## STUDY TEXT:
As a woman in her childbearing years, I am grateful for the increased choice I have when it comes to my maternity care. What I didn’t understand before giving birth though, was the impact these choices had on the experience I wanted for myself and my child. So as a public service (I promise I’m not trying to navel gaze here, although I won’t stop you from commenting on how brave, strong and skinny I am), I thought I would share my birth experiences. Please take them for what they are, my experience. What worked best for me will not be best for all women.
I have never felt more powerful than when I gave birth to my son, Baby Monster. I chose to deliver outside of a hospital at a free standing birth center in the Phoenix area. I had a midwife and a nurse who gently guided me through my twenty-one hour labor with a variety of techniques used by midwives for centuries. I felt a powerful connection with the women assisting me and to my foremothers who had birthed me and all humankind. As I transitioned to the last stage of labor, I entered into a dream-like place somewhere between mortality and death. At that moment I connected with the divine, a connection that supported me through the three hours of pushing it took to give life to my son. When it was all over, I not only had a beautiful baby but the knowledge that I had converged with something greater than myself.
When I got pregnant again, I was devastated to learn that my birth center had closed due to the sky-rocketing insurance rates midwives are charged. A homebirth was not something I felt comfortable with so I turned to the OB/Gyn that I had gone to for my annual pap smear. I had picked him because he was the first OB in my HMO directory to have an open appointment. I figured that since I already given birth, I could be assertive enough to stand up for the kind of birth I wanted. Unfortunately, I felt that there was always a power struggle between me and my doctor as to who controlled my pregnancy, birth and body. Due to gestational diabetes, early in my pregnancy the doctor informed me that he would induce my labor if he felt the baby was too big. Baby Monster had been ten pounds so I was not afraid to have a large baby but I stuck to a low-carb diet so as to prevent a medical induction. Despite my best efforts, when it came time for the ultrasound to determine the baby’s size, she was big and so the doctor scheduled my induction without my input or consent.
In an effort to regain some control, I induced myself using my trusty breast pump the evening before the scheduled induction. This labor was much more solitary than the first; I labored mostly alone with my husband and mother-in-law asleep nearby. My labor was short and intense, almost primal. I listened to Stravinsky’s Rite of Spring and Wagner’s Immolation of Brunhilde as I worked through each surge. Once again I entered that dreamland and felt the power of creation. I felt myself transition into the last stage of labor and knew I had to get to the hospital quickly. At this point I lost my connection with the dreamland and was never fully able to regain it. It seemed as I went through the process of registering and being checked, I stood at the doorway of that sacred place, looking in but not entering. The triage nurse panicked when she realized I was dilated to a nine and was about to have a baby. The doctor arrived just in time to demand I be given an IV, which of course didn’t take on either arm but effectively kept me from re-entering the dreamland of labor. Ten minutes later, Baby Valkyrie was born.

## ACTIVITY LIST:
- a) According to the birth story, how long did the writer's labor with her son last?
- b) Summarize the birth story in two sentences.
- c) Carry on the birth story from the point where it stops.

## DATA TO EXAMINE:
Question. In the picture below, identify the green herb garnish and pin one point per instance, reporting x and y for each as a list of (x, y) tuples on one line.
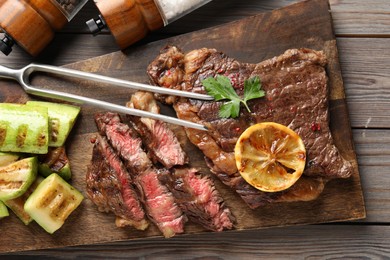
[(221, 89)]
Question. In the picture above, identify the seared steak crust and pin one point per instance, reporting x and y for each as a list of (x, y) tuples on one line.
[(161, 142), (109, 187), (296, 96), (158, 201)]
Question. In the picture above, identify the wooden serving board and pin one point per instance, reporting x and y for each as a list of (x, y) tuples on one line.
[(305, 24)]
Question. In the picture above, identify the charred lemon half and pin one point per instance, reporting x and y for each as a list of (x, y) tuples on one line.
[(269, 156)]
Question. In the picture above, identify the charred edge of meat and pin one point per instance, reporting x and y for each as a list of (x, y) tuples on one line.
[(290, 80), (198, 198), (109, 187)]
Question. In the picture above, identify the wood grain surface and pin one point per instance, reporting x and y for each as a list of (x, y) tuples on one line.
[(306, 24), (363, 37)]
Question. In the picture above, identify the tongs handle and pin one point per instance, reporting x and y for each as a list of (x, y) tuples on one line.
[(22, 76), (114, 81)]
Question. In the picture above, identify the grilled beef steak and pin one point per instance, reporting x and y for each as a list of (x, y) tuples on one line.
[(161, 142), (296, 96), (158, 201), (198, 198), (109, 187)]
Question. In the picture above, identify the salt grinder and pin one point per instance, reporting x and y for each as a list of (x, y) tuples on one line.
[(131, 20), (31, 24)]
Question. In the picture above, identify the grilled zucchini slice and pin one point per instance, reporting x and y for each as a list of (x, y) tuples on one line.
[(23, 128), (52, 202), (61, 120), (7, 158), (15, 178), (17, 204), (57, 161)]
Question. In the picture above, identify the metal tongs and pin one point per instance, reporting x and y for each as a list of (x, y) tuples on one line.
[(23, 77)]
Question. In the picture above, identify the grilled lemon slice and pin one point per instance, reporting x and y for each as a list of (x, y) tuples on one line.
[(15, 178), (270, 156), (52, 202)]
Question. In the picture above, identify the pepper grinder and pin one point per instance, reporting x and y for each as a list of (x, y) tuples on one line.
[(131, 20), (31, 24)]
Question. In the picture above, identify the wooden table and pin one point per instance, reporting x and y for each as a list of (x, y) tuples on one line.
[(363, 37)]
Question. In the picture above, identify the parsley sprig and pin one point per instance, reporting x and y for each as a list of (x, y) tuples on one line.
[(221, 88)]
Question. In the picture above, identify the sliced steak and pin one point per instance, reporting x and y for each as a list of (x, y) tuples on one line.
[(124, 140), (109, 187), (161, 141), (296, 96), (158, 201), (198, 198)]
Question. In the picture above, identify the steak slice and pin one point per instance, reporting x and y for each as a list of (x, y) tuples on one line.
[(158, 201), (198, 198), (296, 90), (124, 140), (109, 187), (161, 141)]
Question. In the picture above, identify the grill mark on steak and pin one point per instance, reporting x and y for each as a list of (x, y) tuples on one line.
[(296, 96), (161, 142), (158, 201), (198, 198), (109, 187)]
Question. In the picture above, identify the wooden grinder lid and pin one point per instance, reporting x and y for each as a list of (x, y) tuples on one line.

## RESULTS FOR THE EXERCISE:
- a) Twenty-one hours.

- b) The writer delivered her son at a free standing birth center with a midwife and a nurse, and she felt more powerful than ever and connected with the divine. When her second pregnancy came, the center had closed, so she went to an OB/Gyn who scheduled an induction without her consent; she induced herself instead, lost her dreamlike state of labor once she got to the hospital, and gave birth to her daughter ten minutes after the doctor demanded an IV.

- c)
I am grateful to have had both experiences because of what I learnt from each one. Most importantly, I am grateful for the healthy baby at the end. Both the alternative and traditional experiences had their upside and downside. For example, my midwife was so easy going that she forgot to give me the gestational diabetes test which probably led to the size of my son and made the labor harder both on me and the Baby Monster. My OB/Gyn was very attentive to detail and I had an easier pregnancy and labor because of it. Assuming there are no complications, there is not a right way or a wrong way to birth as long as the woman is comfortable with the choices she is making. This is where I went wrong; I was never fully comfortable with the traditional medical model of birthing. I lost so much power in trying to fight my doctor that I was unable to regain it when I most needed it. So I guess my advice is, know what you want and then be true to that desire.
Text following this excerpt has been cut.